I often find most people are really bad at taking a step back and thinking freely about the problem at hand — especially if they are stressed out. And they (we) are stressed out all the time, because apparently it is considered good managment to not consider what happens when you put pressure on people.
I tend to say: "You cannot afford to go fast if you are in a hurry, because this is where stuff goes wrong. And if you are in a hurry you cannot afford stuff going wrong."
If you are a manager and you want your people to deliver the most innovative, creative, best solution you have to lift stress of them and that also means freeing them of their daily duties and giving them the space to think openly about solutions. If your shop will collapse when you relive the best people of their daily duties for a week that means you shop is badly managed.
counterpoint: As a new-ish manager - who despite its impact on my pay would like to live in a world without middle managers - it's been my unfortunate experience that a lot of people don't work as well when there's zero pressure. The right kind of incentives would likely provide a sense of motivation without urgency, but those aren't in the power of most managers to create.
I believe there are two things to disentangle here:
1. What problem are you using pressure to sweep under the rug? I.e. why are your colleagues disengaged by default? Most people happily do things they find important. Have you hired the wrong people who don't share your values or are you asking unimportant things of them?
2. When you say people work well under a little pressure, do you mean they produce more... things during a given time interval, or that the long-term quality of their work actually improves?
Not disengaged, people start chasing butterflies, developers start getting lost in irrelevant technical details and adding complexity instead of solving the problems at hand — since it’s more fun to play with tech than it is to solve business problems
Is this how the developers would describe what they are going? "Chasing butterflies and adding complexity because it's more fun"?
If so, they seem to live in a bubble and are not integrated enough into the rest of the business. Developers need to understand and be involved in financial, customer, and product concerns.
More likely in my experience they are very busy working off technical debt that would be under-prioritised by the manager creating pressure. Some of them may even be innovating new solutions that will open up entire new markets. Sure, not all innovations are successful, but it's enough if a small fraction is.

■ Dataset excerpts:

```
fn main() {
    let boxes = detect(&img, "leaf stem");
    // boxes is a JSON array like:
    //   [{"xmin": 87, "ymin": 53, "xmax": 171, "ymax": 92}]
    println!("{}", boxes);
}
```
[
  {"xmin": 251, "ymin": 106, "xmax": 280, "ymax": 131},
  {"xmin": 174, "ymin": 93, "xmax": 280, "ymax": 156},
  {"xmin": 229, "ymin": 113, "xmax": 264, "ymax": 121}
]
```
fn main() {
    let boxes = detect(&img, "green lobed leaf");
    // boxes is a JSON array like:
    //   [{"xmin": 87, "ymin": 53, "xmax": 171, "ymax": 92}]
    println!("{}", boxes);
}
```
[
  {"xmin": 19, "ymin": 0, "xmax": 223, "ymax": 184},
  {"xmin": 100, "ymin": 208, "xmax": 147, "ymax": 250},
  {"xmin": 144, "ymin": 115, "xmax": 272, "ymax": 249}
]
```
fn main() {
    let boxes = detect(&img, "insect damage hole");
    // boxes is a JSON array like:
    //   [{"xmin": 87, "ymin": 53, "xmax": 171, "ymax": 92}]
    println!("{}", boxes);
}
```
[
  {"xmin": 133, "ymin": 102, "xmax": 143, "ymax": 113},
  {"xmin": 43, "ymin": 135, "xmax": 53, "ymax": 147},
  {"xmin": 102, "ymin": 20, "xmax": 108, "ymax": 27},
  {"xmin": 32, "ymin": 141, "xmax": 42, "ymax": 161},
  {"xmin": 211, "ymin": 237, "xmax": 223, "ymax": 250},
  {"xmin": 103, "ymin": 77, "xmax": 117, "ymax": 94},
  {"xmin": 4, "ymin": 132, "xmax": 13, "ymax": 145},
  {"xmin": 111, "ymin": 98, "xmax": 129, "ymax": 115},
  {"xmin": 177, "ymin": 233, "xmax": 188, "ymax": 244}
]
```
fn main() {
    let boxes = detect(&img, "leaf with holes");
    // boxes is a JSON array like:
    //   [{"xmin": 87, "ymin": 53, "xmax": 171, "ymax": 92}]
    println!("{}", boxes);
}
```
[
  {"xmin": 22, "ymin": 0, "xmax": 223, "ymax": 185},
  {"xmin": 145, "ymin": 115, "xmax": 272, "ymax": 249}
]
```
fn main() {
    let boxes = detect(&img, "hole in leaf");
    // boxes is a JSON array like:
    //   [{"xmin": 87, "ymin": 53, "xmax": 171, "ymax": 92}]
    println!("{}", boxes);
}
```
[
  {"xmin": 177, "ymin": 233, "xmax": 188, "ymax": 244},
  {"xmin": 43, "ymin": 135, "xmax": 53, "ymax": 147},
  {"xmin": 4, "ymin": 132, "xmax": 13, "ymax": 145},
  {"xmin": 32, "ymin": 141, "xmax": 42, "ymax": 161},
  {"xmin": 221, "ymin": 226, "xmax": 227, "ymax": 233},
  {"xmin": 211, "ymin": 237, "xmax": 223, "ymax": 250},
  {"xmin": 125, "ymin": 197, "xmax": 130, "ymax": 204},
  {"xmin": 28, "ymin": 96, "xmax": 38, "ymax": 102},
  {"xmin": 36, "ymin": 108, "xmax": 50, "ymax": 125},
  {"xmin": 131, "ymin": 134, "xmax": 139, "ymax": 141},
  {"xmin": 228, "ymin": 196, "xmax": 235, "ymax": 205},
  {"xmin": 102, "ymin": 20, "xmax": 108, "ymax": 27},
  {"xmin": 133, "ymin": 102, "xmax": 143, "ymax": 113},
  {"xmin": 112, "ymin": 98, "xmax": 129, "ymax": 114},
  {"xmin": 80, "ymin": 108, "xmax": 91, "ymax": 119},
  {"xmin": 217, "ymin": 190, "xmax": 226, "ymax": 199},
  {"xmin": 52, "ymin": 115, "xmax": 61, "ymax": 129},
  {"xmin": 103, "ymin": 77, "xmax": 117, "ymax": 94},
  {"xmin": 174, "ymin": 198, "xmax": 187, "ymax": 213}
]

■ What you are asked to do: According to the comments on management pressure, what do developers need to understand and be involved in? The listing has nothing to do with the comments on management pressure.

■ Answer for the task: Financial, customer, and product concerns.